** REQUIRED TASKS **
[1] Please list every country named in the passage on hernia surgery outcomes.
[2] Continue the passage on hernia surgery outcomes from its final sentence.

** TEXT BLOCK **
● ● ●

In support of this contention is the fact that strangulation rates are lower in the USA than in the UK, which could be a consequence of the three times higher rate of elective hernia surgery in the USA. Even so, the available statistics show that rates of elective hernia surgery in the USA per 100,000 population fell from 358 to 220 between 1975 and 1990, although this may be an artifact of the data collection systems rather than a real decline.
During the period 1991–1992, 210 deaths occurring following inguinal hernia repair and 120 deaths following femoral hernia repair were investigated by the UK National Confidential Enquiry Into Perioperative Deaths. This enquiry is concerned with the quality of delivery of surgery, anesthesia, and perioperative care. Expert advisers compare the records of patients who have died with index cases. In this group of 330 patients many were elderly (45 were aged 80–89 years) and significantly infirm unfit; 24 were ASA grade III and 21 ASA grade IV. Postoperative mortality was attributed to preexisting cardiorespiratory problems in the majority of cases. In a nationwide study in Denmark of 158 patients dying after acute groin hernia repair, Kjaergaard et al. also found that these patients were old (median age 83 years) and fragile (>80% with significant comorbidity), with frequent delay in diagnosis and subsequent treatment. Clearly this group of patients requires high-quality care by an experienced surgeon and anesthetist with skills equivalent to that of the ASA grade of the patient.

● ● ●

Stored records

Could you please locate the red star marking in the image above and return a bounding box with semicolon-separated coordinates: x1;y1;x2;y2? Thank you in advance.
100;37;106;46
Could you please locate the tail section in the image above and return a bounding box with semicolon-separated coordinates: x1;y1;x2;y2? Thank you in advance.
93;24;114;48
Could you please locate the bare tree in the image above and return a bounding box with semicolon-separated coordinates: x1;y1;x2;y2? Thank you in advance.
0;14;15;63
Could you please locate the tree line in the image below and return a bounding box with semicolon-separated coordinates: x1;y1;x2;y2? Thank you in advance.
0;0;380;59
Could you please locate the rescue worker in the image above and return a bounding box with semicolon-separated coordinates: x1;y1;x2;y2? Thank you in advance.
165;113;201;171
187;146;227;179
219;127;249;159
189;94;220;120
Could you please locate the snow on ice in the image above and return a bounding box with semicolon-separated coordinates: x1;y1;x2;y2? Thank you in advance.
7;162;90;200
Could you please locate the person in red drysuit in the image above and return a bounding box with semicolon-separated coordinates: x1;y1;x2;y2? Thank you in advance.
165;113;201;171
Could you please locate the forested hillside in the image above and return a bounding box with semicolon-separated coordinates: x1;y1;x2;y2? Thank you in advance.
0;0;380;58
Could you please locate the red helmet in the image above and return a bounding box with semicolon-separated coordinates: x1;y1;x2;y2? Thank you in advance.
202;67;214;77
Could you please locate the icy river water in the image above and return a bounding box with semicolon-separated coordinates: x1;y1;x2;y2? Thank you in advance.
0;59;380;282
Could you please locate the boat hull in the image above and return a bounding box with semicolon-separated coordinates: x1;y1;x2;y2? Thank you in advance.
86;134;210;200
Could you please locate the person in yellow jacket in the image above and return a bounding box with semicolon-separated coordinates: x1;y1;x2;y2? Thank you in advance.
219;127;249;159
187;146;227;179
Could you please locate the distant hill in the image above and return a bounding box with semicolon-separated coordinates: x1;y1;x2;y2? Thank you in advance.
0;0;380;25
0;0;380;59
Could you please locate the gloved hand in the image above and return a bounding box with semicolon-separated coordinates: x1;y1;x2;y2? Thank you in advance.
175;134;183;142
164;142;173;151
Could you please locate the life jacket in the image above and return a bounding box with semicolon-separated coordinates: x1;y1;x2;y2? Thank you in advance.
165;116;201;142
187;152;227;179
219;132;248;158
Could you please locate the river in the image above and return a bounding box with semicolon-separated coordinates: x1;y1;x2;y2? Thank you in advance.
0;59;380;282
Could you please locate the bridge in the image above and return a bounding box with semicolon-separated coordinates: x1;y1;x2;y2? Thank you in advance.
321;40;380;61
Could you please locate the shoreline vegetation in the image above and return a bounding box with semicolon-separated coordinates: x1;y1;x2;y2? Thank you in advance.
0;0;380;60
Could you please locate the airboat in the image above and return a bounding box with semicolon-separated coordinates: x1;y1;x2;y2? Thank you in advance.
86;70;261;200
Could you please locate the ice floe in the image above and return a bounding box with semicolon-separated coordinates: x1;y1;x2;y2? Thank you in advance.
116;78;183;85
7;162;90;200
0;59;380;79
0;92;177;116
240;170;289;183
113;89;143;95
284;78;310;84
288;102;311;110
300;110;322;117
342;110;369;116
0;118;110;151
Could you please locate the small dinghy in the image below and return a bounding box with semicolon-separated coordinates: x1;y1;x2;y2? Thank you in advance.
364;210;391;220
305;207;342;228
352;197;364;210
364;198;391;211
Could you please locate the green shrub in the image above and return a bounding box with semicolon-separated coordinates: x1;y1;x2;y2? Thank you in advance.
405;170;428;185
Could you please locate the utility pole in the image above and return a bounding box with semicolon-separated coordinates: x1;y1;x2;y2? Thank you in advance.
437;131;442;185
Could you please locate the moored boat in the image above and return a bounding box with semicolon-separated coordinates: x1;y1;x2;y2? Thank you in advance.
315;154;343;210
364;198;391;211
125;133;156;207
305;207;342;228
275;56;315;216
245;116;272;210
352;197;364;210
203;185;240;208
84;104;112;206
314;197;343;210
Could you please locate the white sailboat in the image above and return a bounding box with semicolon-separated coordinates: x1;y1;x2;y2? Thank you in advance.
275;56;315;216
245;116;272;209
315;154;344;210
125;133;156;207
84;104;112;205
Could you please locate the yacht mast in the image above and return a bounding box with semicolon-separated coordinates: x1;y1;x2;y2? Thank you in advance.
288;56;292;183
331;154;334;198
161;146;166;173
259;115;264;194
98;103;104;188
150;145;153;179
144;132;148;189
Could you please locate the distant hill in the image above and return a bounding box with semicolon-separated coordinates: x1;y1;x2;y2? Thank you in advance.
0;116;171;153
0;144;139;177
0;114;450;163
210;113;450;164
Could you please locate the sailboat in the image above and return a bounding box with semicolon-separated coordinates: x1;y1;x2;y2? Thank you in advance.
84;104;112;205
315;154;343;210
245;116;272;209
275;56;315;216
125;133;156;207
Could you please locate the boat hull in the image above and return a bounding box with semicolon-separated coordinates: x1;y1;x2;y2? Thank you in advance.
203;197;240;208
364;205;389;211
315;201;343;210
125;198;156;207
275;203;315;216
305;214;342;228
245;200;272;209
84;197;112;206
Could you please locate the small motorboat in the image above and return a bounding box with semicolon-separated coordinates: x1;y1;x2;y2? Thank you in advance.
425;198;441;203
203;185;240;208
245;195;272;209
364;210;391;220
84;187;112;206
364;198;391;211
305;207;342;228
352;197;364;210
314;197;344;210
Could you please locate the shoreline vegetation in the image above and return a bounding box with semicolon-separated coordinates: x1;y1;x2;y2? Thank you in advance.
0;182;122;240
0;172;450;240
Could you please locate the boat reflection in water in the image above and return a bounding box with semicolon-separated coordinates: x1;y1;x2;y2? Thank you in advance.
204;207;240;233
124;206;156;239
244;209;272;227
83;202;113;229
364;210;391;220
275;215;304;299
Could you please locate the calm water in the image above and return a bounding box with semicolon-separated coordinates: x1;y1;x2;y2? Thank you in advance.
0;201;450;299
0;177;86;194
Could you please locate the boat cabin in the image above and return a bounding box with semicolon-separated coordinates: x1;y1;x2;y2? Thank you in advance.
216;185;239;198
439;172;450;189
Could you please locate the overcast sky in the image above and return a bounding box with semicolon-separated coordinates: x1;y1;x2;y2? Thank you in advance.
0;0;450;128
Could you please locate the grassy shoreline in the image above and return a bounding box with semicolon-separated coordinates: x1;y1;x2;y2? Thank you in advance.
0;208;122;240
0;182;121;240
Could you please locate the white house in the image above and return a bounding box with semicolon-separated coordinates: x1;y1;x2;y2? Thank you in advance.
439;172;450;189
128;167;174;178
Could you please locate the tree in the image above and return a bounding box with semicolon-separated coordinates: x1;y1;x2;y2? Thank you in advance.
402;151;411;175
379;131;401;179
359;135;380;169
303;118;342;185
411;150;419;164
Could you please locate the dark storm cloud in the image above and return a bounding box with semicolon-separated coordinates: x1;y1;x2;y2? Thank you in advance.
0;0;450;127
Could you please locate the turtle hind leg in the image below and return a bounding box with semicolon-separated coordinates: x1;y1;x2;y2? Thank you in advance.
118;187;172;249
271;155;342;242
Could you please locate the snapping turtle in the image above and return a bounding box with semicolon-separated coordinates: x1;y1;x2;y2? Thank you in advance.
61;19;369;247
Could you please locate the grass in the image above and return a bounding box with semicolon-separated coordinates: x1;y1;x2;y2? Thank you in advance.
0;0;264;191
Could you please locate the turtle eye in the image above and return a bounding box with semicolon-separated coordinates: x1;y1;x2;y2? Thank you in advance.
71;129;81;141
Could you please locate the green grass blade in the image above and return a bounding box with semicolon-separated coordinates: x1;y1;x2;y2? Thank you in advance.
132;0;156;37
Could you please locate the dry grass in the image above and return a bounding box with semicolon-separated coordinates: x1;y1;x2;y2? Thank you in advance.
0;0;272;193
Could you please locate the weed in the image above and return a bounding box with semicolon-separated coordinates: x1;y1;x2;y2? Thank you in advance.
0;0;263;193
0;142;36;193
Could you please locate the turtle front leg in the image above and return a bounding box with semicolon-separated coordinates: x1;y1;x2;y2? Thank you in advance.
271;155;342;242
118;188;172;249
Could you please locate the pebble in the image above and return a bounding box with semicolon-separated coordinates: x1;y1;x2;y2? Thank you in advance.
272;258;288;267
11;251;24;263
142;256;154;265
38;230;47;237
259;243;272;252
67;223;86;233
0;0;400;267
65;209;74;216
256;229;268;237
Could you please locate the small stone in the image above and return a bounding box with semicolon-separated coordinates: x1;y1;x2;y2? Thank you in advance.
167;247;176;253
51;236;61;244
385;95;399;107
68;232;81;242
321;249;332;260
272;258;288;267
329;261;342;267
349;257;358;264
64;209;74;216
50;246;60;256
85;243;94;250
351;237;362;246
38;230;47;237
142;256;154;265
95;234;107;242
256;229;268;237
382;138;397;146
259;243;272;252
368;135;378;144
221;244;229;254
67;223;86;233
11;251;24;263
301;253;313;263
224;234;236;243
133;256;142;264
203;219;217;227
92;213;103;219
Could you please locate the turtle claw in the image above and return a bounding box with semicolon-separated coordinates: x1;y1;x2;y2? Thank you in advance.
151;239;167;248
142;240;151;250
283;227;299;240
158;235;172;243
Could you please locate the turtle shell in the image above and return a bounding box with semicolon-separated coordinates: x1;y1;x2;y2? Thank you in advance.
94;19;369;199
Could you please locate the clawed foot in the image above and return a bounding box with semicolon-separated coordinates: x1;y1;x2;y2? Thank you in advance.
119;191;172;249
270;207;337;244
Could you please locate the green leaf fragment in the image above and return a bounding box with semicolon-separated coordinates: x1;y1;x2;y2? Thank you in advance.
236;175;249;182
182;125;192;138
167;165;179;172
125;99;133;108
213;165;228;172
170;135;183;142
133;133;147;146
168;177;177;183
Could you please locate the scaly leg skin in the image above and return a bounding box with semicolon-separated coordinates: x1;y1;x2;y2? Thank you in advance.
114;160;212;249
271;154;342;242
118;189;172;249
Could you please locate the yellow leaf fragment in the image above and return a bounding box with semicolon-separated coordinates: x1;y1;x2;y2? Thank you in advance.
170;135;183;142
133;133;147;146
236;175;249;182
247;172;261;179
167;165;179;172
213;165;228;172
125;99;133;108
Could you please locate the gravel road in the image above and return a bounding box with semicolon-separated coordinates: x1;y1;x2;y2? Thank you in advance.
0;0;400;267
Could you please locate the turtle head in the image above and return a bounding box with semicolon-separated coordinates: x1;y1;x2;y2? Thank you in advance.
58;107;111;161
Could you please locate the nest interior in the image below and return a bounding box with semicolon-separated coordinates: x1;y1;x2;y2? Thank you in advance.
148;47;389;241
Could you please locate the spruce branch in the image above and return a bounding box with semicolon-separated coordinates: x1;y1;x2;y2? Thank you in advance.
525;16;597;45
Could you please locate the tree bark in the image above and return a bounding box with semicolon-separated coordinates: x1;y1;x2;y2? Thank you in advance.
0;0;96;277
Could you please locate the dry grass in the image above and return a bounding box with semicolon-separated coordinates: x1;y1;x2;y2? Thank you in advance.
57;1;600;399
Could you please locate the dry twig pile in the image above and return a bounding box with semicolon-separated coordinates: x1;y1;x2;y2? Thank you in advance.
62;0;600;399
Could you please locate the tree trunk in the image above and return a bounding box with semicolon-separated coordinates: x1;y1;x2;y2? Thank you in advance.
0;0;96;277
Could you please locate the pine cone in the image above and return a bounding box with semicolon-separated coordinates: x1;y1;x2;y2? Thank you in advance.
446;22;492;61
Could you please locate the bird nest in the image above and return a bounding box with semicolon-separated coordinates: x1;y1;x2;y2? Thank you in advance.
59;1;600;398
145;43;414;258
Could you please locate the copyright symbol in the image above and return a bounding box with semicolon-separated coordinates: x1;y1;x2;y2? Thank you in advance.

● ● ●

** PER-TASK ANSWERS **
[1] the USA, the UK, Denmark

[2]
Postoperative care should necessarily take place in a high-dependency unit or intensive therapy unit; this may necessitate transfer of selected patients to appropriate hospitals and facilities. Sensible decisions must be made in consultation with relatives of extremely elderly, frail, or moribund patients to adopt a humane approach, which may rule out interventional surgery.
Forty percent of patients with femoral hernia are admitted as emergency cases with strangulation or incarceration, whereas only 3% of patients with direct inguinal hernias present with strangulation. This clearly has implications for the prioritization on waiting lists when these types of hernia present electively to outpatient clinics. A groin hernia is at its greatest risk of strangulation within 3 months of its onset. For inguinal hernia at 3 months after presentation, the cumulative probability of strangulation is 2.8%, rising to 4.5% after 2 years. For femoral hernia the risk is much higher, with a 22% probability of strangulation at 3 months after presentation rising to 45% at 21 months. Right-sided hernias strangulate more frequently than left-sided hernias; this is possibly related to mesenteric anatomy.
In a randomized trial, evaluating an expectative approach to minimally symptomatic inguinal hernias, Fitzgibbons et al. in the group of patients randomized to watchful waiting found a risk of an acute hernia episode of 1.8 in 1,000 patient years. In another trial, O’Dwyer and colleagues, randomizing patients with painless inguinal hernias to observation or operation, found two acute episodes in 80 patients randomized to observation. In both studies, a large percentage of patients randomized to nonoperative care were eventually operated due to symptoms. Neuhauser, who studied a population in Columbia where elective herniorrhaphy was virtually unobtainable, found an annual rate of strangulation of 0.29% for inguinal hernias.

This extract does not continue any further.